* [TO DO]: Copy every line, leaving nothing out and adding nothing.

* [MATERIALS PROVIDED]:

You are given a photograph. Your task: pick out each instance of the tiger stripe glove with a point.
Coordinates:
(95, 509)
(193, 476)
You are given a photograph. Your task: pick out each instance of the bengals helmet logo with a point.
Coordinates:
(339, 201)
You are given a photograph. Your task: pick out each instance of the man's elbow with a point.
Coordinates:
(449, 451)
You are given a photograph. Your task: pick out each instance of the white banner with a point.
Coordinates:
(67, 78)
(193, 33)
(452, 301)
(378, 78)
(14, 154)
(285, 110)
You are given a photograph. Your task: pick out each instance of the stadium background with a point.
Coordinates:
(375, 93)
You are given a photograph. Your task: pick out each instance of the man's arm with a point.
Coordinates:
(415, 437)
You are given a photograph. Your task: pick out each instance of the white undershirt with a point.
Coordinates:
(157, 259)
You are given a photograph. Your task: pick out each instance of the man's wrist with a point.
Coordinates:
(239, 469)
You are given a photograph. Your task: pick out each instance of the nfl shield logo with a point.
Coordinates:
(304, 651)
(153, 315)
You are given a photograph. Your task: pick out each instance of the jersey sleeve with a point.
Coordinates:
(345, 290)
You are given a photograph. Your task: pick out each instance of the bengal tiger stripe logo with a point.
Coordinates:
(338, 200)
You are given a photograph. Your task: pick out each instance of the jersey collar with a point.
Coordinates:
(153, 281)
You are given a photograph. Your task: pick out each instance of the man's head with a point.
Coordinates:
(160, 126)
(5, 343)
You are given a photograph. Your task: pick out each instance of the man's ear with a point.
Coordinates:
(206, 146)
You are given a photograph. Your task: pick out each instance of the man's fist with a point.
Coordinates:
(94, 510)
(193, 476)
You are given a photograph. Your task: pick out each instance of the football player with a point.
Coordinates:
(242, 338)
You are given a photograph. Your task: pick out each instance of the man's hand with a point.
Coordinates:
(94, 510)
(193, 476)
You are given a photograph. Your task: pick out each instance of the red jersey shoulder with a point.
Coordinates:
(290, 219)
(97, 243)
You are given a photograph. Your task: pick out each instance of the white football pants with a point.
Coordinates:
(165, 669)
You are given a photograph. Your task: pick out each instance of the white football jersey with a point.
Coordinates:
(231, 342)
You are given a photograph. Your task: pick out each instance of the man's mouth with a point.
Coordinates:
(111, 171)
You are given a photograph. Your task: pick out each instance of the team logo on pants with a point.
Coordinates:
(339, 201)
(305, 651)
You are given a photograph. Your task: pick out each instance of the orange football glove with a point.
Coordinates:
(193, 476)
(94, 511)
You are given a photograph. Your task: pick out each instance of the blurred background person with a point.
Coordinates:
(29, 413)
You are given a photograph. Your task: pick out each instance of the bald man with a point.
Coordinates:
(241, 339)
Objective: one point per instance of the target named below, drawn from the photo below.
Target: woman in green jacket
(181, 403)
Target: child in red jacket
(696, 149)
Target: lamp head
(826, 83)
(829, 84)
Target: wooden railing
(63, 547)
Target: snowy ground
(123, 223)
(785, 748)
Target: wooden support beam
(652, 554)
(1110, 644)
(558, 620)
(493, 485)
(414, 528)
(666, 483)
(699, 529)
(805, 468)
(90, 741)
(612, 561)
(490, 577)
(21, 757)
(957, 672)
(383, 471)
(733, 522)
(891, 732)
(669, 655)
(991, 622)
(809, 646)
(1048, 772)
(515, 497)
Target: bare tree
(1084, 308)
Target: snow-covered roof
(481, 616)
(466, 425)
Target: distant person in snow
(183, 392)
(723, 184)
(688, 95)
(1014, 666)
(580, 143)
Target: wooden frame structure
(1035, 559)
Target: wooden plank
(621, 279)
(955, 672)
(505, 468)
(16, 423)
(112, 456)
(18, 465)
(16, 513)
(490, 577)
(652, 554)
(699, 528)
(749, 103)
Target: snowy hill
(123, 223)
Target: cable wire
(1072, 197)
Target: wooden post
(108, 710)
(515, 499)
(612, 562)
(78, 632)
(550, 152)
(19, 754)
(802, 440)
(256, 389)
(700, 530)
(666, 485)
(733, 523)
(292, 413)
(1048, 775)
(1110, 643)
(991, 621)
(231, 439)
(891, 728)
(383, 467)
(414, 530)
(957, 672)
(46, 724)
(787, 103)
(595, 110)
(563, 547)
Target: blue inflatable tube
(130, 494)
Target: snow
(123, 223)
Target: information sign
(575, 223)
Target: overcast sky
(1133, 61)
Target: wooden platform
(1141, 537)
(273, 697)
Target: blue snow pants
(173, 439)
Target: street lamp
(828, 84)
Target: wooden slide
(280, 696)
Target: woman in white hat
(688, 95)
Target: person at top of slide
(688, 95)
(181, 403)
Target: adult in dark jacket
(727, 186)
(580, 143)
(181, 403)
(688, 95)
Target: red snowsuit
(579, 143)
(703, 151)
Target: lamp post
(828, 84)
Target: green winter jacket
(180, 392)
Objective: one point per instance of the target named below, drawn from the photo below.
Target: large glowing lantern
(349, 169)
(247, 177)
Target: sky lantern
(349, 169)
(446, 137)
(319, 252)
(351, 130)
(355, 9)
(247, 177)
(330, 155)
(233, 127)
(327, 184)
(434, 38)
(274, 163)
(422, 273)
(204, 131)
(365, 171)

* [TASK RESULT]:
You are given a photograph. Your task: pick out each instance of the tiger stripe glove with a point.
Coordinates:
(95, 509)
(193, 476)
You are given a photograph. Your task: pick out each instance of the bengals helmet logo with a point.
Coordinates:
(339, 201)
You are given a photograph. Your task: pick out each instance of the man's elbow with a point.
Coordinates:
(449, 451)
You are given a photograph. Your task: pick out each instance of the white banner with a point.
Coordinates:
(67, 78)
(193, 33)
(452, 301)
(378, 78)
(14, 154)
(285, 110)
You are given a photograph. Your task: pick out each instance of the stadium background with a point.
Coordinates:
(375, 93)
You are given a photograph. Your task: pick out each instance of the man's arm with a point.
Coordinates:
(415, 437)
You are given a photograph. Your task: pick out each instance of the white undershirt with a point.
Coordinates:
(157, 259)
You are given a photograph. Your task: pick out each instance of the man's wrist with a point.
Coordinates:
(239, 469)
You are given a photograph. Your task: pick out each instance of the nfl shield logo with a point.
Coordinates:
(304, 651)
(153, 315)
You are given a photograph. Your task: pick out each instance of the jersey sleeve with a point.
Coordinates:
(345, 290)
You are given a photograph. Your task: pick out each instance of the bengal tiger stripe logo with a point.
Coordinates:
(338, 200)
You are given a photograph. Your task: pick out each instance of the jersey collar with a point.
Coordinates:
(153, 281)
You are given a photograph. Your task: pick out each instance of the man's head with a point.
Coordinates:
(160, 126)
(5, 343)
You are given a photograph. Your task: pick out each instance of the man's ear with a point.
Coordinates:
(206, 146)
You are given a photograph. Your task: pick out each instance of the man's fist with a point.
Coordinates:
(94, 510)
(193, 476)
You are given a photograph. Your task: pick out each instance of the football player with a point.
Coordinates:
(242, 338)
You are given a photograph. Your task: pick out each instance of the man's hand with a point.
Coordinates:
(94, 510)
(193, 476)
You are given a photograph. Your task: pick out each instance of the red jersey shoulder with a point.
Coordinates:
(290, 219)
(97, 243)
You are given a photograph. Your task: pick out each instance of the white football pants with a point.
Coordinates:
(165, 669)
You are given a photograph. Your task: pick out each instance of the white football jersey with a point.
Coordinates:
(231, 342)
You are given a photograph. Your task: pick out each instance of the man's mouth with a point.
Coordinates:
(111, 171)
You are given a photograph. Your task: pick out each instance of the team logo on pants with a point.
Coordinates:
(339, 201)
(305, 651)
You are given a photograph. Your task: pick out each instance of the orange football glove with a point.
Coordinates:
(193, 476)
(94, 511)
You are given a photograph. Your task: pick out each instance of the blurred background person with a point.
Coordinates:
(29, 413)
You are given a photograph. Your task: pick out each instance of the bald man with a point.
Coordinates:
(241, 339)
Objective: one point per instance of the target named below, drawn from the photo below.
Target: woman in green jacket
(181, 403)
Target: child in red jacket
(696, 149)
Target: lamp head
(826, 83)
(829, 84)
Target: wooden railing
(63, 547)
Target: snowy ground
(123, 223)
(785, 748)
Target: wooden support beam
(652, 554)
(1110, 644)
(558, 620)
(493, 485)
(414, 528)
(666, 483)
(699, 529)
(805, 468)
(90, 741)
(612, 561)
(490, 577)
(21, 757)
(957, 672)
(383, 471)
(733, 522)
(891, 732)
(669, 655)
(991, 622)
(809, 646)
(1048, 772)
(515, 497)
Target: bare tree
(1084, 308)
Target: snow-covered roof
(481, 616)
(466, 425)
Target: distant person in snow
(183, 392)
(723, 184)
(688, 95)
(1014, 666)
(580, 143)
Target: wooden frame structure
(1035, 559)
Target: wooden plank
(621, 279)
(955, 672)
(505, 468)
(16, 423)
(112, 456)
(18, 465)
(16, 513)
(490, 577)
(652, 554)
(699, 528)
(749, 103)
Target: snowy hill
(123, 223)
Target: cable wire
(1072, 197)
Target: wooden post
(108, 710)
(515, 499)
(612, 562)
(78, 632)
(550, 152)
(19, 754)
(802, 440)
(256, 389)
(700, 530)
(666, 485)
(733, 523)
(292, 413)
(1048, 775)
(1110, 643)
(991, 621)
(231, 439)
(891, 728)
(383, 467)
(414, 530)
(957, 672)
(46, 724)
(787, 103)
(595, 110)
(563, 547)
Target: blue inflatable tube
(130, 494)
Target: snow
(123, 223)
Target: information sign
(575, 223)
Target: overcast sky
(1133, 61)
Target: wooden platform
(1141, 537)
(273, 697)
Target: blue snow pants
(173, 439)
Target: street lamp
(828, 84)
Target: wooden slide
(280, 696)
Target: woman in white hat
(688, 95)
Target: person at top of slide
(688, 95)
(181, 403)
Target: adult in dark jacket
(727, 186)
(580, 143)
(181, 403)
(688, 95)
Target: red snowsuit
(579, 143)
(703, 151)
Target: lamp post
(828, 84)
Target: green winter jacket
(180, 392)
Objective: one point per instance of the target named below, drawn from the photo below.
Target: large glowing lantern
(349, 169)
(247, 177)
Target: sky lantern
(349, 169)
(446, 137)
(319, 252)
(351, 130)
(355, 9)
(247, 177)
(330, 155)
(233, 127)
(327, 184)
(434, 38)
(274, 163)
(422, 273)
(204, 131)
(365, 171)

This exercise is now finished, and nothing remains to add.